- **Text segment**:
==================================================
But they have also received little or no support for their efforts. Even as graft scandals multiply, no new employees have been hired, leaving four corruption prosecutors with a mounting caseload. In one office, telephones have a bar on international calls, obliging officials seeking access to suspects’ bank accounts to call from their cellphones, at their own expense.
Despite the practical difficulties, prosecutors appear determined and are pushing for a change to the law to allow those who return money stolen from the state to be spared prison time. “The point is to get the money back,” one official said.
The biggest challenge is recouping bribes pocketed by officials in exchange for securing defense contracts with foreign firms, she said.
Three deals for submarines, tanks and aircraft worth some €5 billion—all deemed to have been purchased at inflated prices—have come under the scrutiny of prosecutors, and another 10 deals are also slated to be investigated.
Greece had the highest defense expenditure, in relation to gross domestic product, in the European Union in 2009, before the debt crisis hit, amid enduring security concerns about its traditional rival, Turkey; that budget has since been halved to 1.7 percent of G.D.P. under pressure from Greece’s international creditors.
Asked to estimate the total pocketed in bribes from Greek defense deals over the past 20 years, the official shrugged. “I’ll retire and I still won’t know,” she said.
The judicial crackdown has been welcomed by ordinary Greeks who have seen their incomes cut by a third since the crisis hit.
“We drain our bank accounts to pay higher taxes, and they fill theirs by evading them and cheating the system,” said Aliki Theodorou, a 45-year-old teacher. “It’s about time someone else started paying.”
==================================================
- **Request 1**: Can you condense the paragraph of the Greek corruption excerpt that begins "But they have also received" into a short list of its main facts?
- **Request 2**: Could you return, word for word, the part of the Greek corruption excerpt that opens with the words containing "But they have" and closes with "firms, she said."?

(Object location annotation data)
==================================================
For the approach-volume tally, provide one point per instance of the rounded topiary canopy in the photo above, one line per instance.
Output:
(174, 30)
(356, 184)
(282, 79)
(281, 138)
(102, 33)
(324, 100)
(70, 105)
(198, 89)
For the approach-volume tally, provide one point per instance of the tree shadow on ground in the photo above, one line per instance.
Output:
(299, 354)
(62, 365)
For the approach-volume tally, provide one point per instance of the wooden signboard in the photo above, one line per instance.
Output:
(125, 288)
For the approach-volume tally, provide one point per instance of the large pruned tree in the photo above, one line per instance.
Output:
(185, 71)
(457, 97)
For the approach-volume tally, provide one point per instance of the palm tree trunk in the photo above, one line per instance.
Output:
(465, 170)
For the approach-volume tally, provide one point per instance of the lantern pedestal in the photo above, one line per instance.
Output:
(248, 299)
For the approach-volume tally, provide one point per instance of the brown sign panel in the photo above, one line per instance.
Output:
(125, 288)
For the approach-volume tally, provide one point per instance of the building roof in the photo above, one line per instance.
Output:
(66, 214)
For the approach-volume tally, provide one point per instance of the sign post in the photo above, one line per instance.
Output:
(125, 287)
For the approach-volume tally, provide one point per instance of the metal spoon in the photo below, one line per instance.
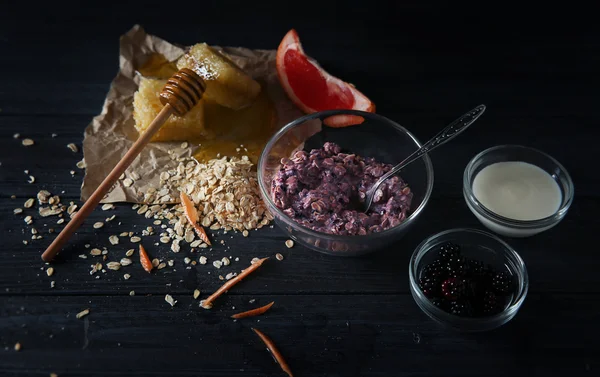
==================================================
- **Task output 1**:
- The prosecutors have received little or no support.
- Graft scandals keep multiplying, but no new employees have been hired. That leaves four corruption prosecutors with a growing caseload.
- In one office, telephones cannot make international calls. Officials seeking access to suspects' bank accounts must call from their own cellphones at their own expense.

- **Task output 2**:
But they have also received little or no support for their efforts. Even as graft scandals multiply, no new employees have been hired, leaving four corruption prosecutors with a mounting caseload. In one office, telephones have a bar on international calls, obliging officials seeking access to suspects’ bank accounts to call from their cellphones, at their own expense.
Despite the practical difficulties, prosecutors appear determined and are pushing for a change to the law to allow those who return money stolen from the state to be spared prison time. “The point is to get the money back,” one official said.
The biggest challenge is recouping bribes pocketed by officials in exchange for securing defense contracts with foreign firms, she said.